» **EXERCISE PROMPT**: Copy out all the lines of the data that hold the word "trace".
** Opening LISTED RECORDS block **
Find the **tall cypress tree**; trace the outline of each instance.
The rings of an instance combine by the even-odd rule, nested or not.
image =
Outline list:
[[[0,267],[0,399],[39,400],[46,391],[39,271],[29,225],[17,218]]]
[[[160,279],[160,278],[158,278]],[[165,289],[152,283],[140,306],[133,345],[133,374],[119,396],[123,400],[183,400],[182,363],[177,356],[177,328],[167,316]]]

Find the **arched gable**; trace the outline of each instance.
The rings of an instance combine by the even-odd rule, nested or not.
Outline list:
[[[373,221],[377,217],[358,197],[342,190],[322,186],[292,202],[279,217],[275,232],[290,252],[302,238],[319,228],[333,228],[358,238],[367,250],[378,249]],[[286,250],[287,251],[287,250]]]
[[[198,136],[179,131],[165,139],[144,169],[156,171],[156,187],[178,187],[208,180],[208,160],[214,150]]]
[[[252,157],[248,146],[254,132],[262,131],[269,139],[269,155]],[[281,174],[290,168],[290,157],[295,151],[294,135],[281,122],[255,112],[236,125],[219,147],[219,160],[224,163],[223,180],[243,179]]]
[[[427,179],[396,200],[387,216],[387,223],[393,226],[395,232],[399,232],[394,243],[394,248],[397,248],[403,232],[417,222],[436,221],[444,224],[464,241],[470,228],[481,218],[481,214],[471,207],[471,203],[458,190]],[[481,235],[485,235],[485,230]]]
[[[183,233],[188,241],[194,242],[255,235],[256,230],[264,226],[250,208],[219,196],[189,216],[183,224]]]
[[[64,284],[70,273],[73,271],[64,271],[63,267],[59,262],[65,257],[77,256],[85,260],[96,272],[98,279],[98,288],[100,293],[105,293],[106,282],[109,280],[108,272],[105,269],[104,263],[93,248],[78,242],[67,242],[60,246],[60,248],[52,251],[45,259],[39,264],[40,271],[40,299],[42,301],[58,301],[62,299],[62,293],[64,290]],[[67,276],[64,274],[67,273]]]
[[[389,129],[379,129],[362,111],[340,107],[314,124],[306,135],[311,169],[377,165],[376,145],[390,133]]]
** Closing LISTED RECORDS block **
» **WRITTEN ANSWER**:
Find the **tall cypress tree**; trace the outline of each instance.
Find the **arched gable**; trace the outline of each instance.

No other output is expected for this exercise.